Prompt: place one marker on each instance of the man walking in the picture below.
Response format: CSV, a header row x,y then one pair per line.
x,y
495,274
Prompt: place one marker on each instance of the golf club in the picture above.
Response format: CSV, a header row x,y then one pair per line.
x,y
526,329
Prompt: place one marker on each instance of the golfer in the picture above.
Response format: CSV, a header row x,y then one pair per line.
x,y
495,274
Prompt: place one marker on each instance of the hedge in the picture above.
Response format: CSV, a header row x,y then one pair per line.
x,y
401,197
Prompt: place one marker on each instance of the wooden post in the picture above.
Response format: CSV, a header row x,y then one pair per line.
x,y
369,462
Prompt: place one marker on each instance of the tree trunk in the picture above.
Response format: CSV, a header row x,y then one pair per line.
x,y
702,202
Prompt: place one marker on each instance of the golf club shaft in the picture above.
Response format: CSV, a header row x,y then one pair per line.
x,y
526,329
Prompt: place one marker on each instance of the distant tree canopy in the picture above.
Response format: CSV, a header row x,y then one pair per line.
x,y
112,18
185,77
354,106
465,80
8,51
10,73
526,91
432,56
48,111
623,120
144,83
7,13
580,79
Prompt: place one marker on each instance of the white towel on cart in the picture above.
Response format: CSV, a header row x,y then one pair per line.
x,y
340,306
....................
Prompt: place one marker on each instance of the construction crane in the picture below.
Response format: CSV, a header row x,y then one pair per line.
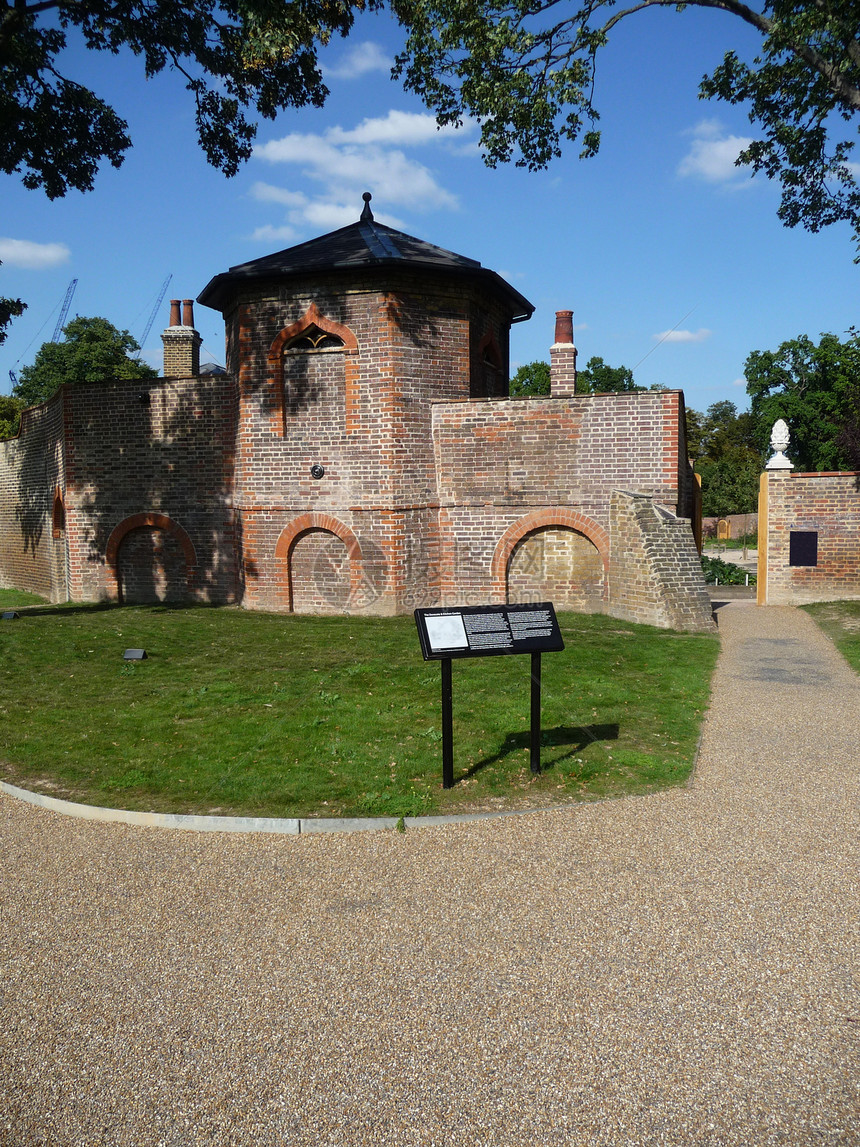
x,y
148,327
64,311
....................
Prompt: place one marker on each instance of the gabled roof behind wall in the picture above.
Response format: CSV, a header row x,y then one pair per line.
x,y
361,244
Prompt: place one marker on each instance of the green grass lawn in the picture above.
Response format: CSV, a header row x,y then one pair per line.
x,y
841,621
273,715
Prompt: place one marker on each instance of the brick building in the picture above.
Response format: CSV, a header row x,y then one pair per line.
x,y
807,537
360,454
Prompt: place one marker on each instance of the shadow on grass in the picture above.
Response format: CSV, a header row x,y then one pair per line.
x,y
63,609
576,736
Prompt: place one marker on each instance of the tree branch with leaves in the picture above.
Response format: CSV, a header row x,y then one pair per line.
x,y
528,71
....................
» Exercise
Looking at the listing above, tally the lines containing "club" and give only that tally.

» Written response
2